BEGIN SOURCE INFORMATION
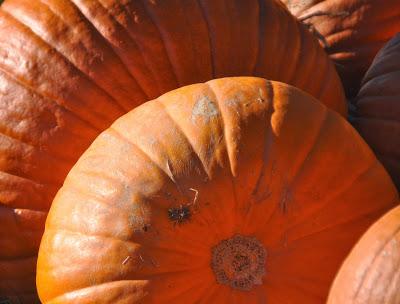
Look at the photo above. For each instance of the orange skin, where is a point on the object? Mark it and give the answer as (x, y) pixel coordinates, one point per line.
(248, 157)
(68, 69)
(354, 31)
(371, 273)
(376, 108)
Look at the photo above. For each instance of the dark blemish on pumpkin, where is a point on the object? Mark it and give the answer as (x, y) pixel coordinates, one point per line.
(179, 215)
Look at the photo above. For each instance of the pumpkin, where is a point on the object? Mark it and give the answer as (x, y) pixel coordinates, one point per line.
(376, 109)
(230, 191)
(352, 31)
(371, 273)
(68, 69)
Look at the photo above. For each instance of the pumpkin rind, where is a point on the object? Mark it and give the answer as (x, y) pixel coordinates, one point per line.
(354, 31)
(377, 108)
(68, 69)
(249, 158)
(371, 273)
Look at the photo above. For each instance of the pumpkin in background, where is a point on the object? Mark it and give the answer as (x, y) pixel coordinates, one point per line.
(371, 273)
(245, 191)
(353, 31)
(376, 113)
(70, 68)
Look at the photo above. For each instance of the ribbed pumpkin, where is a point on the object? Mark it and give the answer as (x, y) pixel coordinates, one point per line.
(377, 108)
(354, 31)
(371, 273)
(238, 190)
(70, 68)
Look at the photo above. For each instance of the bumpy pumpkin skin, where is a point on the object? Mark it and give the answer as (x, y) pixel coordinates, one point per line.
(371, 273)
(354, 30)
(377, 108)
(68, 69)
(248, 158)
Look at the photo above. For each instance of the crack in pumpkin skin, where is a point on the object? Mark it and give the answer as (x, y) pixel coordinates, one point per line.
(124, 175)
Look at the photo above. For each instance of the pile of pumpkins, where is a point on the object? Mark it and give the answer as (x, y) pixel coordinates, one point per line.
END SOURCE INFORMATION
## WORK REQUIRED
Write out the material above without changing a word, and skip any picture.

## EXERCISE RESULT
Look at the photo above. For each instance of the orange skin, where is a point on the object? Mark it and give the answer as (x, y) pixel coordinates, one point per line.
(248, 157)
(68, 69)
(354, 31)
(371, 273)
(376, 108)
Look at the photo above. For each instance of the dark blemish on pumpkin, where is a point on the object? Mark it and give the answer as (x, y) pixel coordinates, one point per line.
(179, 215)
Look at the photo above. For each instance of the pumpkin, where is a point on the object? Mark it and give the answer as (x, y) pixel coordinates, one point per line.
(376, 109)
(230, 191)
(352, 31)
(371, 273)
(68, 69)
Look at the photo above. For each instance of the pumpkin rind, where is a point on the object? Mark it and give the answer as (x, y) pixel coordinates, one point per line.
(354, 31)
(377, 108)
(68, 69)
(249, 158)
(371, 273)
Look at the photo above. For each instance of the pumpkin in background, where is a point on the object? Mark it and give the answer as (x, y) pixel coordinates, one point per line.
(371, 273)
(245, 191)
(353, 31)
(376, 113)
(70, 68)
Look at the photo above. For each instance of the ribbed pumpkin, where is a point on the object? Mark it and give the answer as (x, y) pixel coordinates, one point per line.
(377, 108)
(354, 31)
(371, 273)
(238, 190)
(70, 68)
Look at the photo above. For each instance of the bumpy pumpkin skin, where is a point on the object? Mark it and give the answer as (x, y) pixel coordinates, one point per line.
(371, 273)
(354, 30)
(377, 108)
(68, 69)
(248, 158)
Look at the photo above. For each instance of the crack in pumpkin skin, where is a point on the object? Mark it and give the answer as (x, y) pixel coordinates, one point per line.
(124, 175)
Look at the photo above. For each instance of the pile of pumpkins, where is a point on the object? Mark it and give the answer as (x, y) pixel coordinates, one point per line.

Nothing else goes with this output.